INFORMATION PROVIDED:
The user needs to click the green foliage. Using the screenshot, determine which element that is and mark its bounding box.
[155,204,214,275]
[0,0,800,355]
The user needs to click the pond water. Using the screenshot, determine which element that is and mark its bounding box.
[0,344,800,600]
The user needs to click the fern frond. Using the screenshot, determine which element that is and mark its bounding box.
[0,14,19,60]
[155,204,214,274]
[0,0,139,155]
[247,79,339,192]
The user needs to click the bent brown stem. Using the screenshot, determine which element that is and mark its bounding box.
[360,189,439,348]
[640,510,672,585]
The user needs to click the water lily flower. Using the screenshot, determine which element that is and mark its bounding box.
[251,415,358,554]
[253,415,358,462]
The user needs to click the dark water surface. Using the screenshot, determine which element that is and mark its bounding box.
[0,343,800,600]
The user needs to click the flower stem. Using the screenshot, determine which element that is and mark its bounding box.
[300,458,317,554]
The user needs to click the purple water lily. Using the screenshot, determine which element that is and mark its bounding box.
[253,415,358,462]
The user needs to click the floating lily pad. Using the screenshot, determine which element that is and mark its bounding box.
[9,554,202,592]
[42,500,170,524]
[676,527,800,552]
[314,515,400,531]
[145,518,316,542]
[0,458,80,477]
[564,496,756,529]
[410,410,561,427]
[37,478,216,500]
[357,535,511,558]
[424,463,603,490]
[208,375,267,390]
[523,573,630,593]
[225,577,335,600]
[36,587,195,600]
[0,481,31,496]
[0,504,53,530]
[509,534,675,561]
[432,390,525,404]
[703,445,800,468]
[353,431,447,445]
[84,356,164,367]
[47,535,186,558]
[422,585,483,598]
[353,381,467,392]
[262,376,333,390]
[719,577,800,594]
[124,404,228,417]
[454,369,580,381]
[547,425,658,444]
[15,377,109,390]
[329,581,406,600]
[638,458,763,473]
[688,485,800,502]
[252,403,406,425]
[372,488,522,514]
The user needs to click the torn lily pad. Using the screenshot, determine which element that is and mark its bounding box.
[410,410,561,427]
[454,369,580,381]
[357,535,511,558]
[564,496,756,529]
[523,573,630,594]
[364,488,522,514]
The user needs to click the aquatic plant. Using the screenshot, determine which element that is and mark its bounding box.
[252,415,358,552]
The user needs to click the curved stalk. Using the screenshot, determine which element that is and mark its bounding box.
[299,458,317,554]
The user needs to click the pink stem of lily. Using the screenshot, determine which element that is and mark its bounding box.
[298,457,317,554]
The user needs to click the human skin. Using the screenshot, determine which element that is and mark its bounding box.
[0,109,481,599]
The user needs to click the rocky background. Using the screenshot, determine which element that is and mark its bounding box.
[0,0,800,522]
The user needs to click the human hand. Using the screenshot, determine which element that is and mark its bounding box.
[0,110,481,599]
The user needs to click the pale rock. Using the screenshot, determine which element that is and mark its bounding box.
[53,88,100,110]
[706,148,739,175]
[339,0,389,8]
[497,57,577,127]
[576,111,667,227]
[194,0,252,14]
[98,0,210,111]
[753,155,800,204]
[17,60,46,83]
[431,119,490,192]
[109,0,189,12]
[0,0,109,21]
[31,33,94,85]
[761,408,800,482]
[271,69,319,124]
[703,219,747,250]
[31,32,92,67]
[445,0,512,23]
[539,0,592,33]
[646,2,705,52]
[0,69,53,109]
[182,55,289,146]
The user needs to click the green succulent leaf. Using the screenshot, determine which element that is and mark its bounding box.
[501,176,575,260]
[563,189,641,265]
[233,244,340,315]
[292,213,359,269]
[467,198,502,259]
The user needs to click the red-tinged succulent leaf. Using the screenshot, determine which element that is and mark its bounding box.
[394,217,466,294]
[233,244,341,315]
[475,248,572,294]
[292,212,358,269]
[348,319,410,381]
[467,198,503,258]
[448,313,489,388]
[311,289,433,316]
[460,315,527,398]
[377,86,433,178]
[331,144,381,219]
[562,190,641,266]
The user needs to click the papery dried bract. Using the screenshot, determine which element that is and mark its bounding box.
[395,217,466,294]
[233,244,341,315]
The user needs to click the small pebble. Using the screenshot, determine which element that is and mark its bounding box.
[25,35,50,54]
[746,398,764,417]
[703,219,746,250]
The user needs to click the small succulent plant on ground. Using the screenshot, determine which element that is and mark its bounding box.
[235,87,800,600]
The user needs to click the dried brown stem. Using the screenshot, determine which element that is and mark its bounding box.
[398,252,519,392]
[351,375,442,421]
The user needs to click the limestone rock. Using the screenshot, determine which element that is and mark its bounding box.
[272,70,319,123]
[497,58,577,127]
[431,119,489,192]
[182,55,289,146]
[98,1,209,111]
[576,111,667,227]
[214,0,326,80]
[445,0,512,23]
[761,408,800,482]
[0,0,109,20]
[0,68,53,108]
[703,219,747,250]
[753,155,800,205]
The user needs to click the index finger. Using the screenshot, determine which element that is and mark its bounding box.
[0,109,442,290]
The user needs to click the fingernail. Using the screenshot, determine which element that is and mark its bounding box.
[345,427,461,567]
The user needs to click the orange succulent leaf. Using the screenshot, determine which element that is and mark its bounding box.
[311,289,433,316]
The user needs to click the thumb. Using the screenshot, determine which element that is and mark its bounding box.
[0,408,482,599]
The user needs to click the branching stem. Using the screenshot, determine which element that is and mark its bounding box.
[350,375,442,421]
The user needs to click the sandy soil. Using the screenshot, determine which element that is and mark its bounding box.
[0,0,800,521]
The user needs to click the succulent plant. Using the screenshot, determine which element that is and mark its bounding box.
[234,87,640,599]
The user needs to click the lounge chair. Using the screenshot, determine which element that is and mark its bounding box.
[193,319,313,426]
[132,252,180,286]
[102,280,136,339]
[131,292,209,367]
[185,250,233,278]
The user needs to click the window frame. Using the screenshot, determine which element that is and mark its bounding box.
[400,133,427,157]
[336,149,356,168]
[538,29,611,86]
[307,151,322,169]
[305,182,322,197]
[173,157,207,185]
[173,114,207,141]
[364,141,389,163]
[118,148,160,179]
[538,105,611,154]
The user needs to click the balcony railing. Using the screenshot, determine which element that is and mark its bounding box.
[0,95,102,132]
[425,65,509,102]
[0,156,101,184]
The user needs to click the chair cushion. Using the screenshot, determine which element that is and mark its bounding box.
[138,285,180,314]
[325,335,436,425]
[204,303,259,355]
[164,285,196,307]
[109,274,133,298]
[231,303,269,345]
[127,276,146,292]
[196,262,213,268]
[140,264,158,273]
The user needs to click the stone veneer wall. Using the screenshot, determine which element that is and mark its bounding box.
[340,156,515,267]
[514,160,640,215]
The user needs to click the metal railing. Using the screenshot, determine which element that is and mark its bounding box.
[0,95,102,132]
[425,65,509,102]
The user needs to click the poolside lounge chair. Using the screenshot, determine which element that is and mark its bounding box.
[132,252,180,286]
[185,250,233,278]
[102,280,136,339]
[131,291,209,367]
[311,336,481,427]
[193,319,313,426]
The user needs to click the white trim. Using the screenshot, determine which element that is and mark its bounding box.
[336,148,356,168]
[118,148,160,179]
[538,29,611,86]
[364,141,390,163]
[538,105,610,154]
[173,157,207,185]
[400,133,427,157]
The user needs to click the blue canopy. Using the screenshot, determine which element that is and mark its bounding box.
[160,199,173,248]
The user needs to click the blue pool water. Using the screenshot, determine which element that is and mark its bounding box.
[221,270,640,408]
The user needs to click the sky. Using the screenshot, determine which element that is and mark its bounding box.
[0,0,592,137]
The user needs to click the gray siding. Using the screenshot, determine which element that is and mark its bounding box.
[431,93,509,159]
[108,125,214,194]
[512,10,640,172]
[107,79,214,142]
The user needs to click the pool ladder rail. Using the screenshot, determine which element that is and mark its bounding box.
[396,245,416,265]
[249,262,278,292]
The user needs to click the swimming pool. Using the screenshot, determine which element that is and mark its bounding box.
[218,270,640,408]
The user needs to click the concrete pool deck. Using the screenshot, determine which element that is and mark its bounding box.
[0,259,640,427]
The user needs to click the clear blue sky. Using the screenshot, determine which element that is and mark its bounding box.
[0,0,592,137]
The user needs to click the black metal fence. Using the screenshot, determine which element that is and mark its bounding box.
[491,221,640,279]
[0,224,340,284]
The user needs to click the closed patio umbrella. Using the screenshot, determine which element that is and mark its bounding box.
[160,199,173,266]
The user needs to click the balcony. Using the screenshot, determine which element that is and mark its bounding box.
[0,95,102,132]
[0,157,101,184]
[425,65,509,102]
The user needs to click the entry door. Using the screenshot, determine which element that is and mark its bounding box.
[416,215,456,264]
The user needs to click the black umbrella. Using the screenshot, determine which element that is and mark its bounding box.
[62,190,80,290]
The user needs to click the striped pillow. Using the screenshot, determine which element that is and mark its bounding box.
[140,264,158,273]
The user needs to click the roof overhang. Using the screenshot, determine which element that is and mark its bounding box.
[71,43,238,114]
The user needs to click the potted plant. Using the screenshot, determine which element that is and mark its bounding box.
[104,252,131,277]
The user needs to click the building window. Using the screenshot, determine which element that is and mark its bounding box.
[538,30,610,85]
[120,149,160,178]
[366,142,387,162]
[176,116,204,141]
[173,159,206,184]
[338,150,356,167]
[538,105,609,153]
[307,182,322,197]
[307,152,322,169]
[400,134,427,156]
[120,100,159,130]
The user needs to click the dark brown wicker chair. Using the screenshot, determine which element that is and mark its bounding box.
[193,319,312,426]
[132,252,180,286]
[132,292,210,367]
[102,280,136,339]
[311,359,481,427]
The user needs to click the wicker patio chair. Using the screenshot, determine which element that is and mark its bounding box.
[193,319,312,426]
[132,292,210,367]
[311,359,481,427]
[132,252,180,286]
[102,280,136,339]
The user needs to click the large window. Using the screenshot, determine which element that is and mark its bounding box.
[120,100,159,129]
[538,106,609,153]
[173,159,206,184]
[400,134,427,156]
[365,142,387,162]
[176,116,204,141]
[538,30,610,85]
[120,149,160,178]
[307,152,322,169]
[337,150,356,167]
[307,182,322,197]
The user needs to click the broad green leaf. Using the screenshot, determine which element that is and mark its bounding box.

TASK BRIEF: Convert the material into a numbered list. Begin at the line that contains "The user needs to click the index", stop after the line that contains "[538,105,611,154]", and leave out any blank lines.

FINISHED TASK:
1. The user needs to click the index finger. Using the screenshot, determine which element that is and mark its bounding box.
2. [0,109,442,290]
3. The user needs to click the fingernail. Using the screenshot, determine which element that is and mark its bounding box.
4. [345,427,461,567]
5. The user needs to click the orange succulent leaf. Using the screenshot, determine which element that is and mark its bounding box.
6. [311,289,433,316]
7. The user needs to click the thumb. Using the screenshot, determine which element that is and mark its bounding box.
8. [0,408,482,599]
9. The user needs to click the branching stem. Using the screenshot, determine which element that is and mark its bounding box.
10. [350,375,442,421]
11. The user needs to click the sandy soil. Using the screenshot, determine which element that is and mark its bounding box.
12. [0,0,800,521]
13. The user needs to click the succulent plant. Using the screenshot, determine which element that is and mark its bounding box.
14. [234,87,640,599]
15. The user needs to click the lounge chair. Using the screenshot, determine which element that is and mark its bounding box.
16. [193,319,313,426]
17. [132,252,180,286]
18. [102,280,136,339]
19. [131,292,209,367]
20. [185,250,233,278]
21. The user needs to click the window frame. Using the screenshot, determine which element that is and mark its bounding box.
22. [400,133,427,157]
23. [336,149,356,168]
24. [538,29,611,86]
25. [307,151,322,169]
26. [305,182,322,197]
27. [173,157,207,185]
28. [173,114,207,141]
29. [364,141,389,163]
30. [118,148,160,179]
31. [538,105,611,154]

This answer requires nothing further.